Saved entries:
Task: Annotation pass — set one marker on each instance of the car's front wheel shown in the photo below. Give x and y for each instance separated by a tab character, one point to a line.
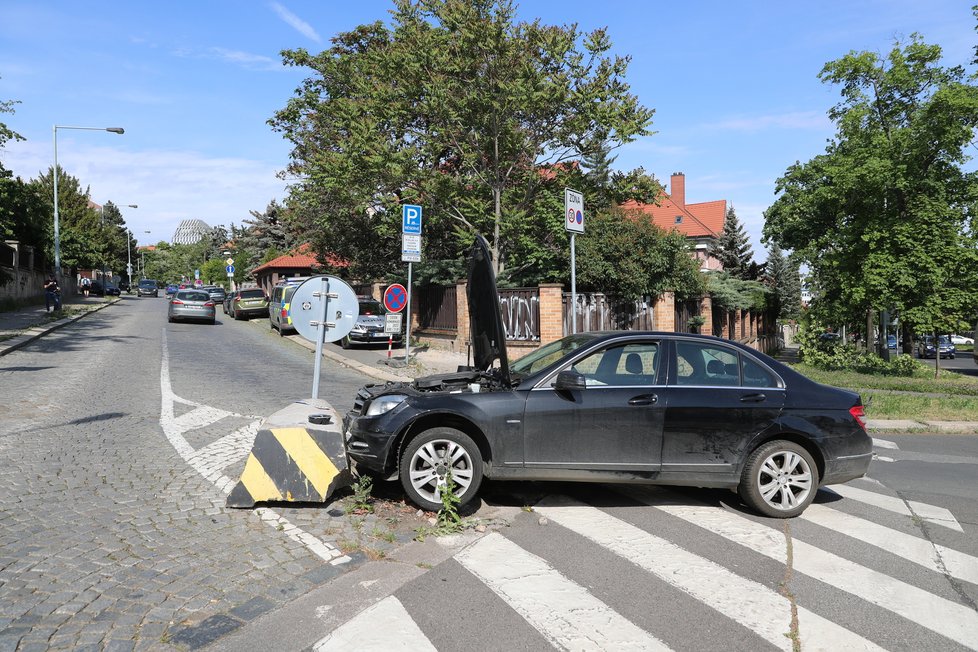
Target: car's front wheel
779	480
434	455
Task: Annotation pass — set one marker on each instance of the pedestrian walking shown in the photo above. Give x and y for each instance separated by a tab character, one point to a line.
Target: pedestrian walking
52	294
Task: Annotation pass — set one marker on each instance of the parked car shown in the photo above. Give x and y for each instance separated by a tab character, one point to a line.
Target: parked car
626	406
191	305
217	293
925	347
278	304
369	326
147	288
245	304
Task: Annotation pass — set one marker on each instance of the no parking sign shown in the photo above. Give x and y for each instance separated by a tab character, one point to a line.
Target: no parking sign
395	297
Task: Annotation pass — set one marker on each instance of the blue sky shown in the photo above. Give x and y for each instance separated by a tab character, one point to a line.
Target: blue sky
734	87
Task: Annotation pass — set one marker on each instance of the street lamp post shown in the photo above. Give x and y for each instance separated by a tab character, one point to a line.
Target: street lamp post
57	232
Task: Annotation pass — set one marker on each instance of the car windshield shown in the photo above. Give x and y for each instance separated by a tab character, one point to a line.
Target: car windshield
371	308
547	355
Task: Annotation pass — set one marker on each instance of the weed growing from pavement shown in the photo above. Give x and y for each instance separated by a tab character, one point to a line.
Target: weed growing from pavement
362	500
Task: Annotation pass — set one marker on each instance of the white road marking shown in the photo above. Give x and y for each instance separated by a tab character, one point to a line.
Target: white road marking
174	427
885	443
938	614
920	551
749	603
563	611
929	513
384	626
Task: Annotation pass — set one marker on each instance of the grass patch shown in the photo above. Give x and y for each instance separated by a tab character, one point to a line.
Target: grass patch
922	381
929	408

---

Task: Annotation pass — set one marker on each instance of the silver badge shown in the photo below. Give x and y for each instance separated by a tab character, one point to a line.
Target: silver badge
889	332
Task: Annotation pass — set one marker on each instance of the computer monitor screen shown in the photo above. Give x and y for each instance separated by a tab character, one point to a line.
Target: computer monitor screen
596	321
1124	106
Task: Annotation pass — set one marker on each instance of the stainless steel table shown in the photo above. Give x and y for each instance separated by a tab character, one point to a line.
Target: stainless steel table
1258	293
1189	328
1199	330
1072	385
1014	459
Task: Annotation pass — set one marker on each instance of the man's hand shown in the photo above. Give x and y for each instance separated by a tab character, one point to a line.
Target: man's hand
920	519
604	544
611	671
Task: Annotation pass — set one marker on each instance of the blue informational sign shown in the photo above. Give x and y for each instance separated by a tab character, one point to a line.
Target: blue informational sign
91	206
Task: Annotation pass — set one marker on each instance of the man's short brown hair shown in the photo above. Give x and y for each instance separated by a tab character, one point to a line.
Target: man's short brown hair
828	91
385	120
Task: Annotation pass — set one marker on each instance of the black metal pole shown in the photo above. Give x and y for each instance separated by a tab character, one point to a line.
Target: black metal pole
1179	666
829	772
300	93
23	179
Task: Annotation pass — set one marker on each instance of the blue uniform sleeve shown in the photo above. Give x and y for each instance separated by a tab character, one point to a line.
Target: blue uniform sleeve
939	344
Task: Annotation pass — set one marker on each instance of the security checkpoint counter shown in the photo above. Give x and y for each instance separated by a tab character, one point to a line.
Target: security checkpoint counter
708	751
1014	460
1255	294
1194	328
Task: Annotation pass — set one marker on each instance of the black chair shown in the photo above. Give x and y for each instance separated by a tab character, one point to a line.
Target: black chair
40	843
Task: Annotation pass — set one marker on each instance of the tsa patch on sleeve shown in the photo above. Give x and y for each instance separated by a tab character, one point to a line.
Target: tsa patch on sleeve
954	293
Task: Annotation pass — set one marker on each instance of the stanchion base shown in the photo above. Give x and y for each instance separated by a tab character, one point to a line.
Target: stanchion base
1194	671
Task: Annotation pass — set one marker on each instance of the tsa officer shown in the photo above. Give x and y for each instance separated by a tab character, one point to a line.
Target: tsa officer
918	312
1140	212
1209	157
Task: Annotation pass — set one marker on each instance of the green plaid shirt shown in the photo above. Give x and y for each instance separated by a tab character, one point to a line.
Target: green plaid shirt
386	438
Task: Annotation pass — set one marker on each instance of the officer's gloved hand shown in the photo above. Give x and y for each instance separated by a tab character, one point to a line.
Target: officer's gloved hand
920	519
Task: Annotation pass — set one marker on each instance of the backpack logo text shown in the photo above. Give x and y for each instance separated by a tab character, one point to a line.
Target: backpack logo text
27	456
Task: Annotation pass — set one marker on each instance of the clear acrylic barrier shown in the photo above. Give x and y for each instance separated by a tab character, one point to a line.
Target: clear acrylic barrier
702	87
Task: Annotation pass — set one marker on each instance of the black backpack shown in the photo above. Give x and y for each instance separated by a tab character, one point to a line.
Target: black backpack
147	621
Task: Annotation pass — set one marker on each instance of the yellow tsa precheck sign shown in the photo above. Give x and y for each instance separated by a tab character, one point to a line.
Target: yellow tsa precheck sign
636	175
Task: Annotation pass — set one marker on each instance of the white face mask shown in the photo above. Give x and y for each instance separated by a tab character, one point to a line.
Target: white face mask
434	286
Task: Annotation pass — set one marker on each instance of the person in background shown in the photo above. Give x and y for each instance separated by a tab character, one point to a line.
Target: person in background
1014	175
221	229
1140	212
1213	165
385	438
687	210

Work item:
Please report only the number of lines above that include "below".

Answer box:
2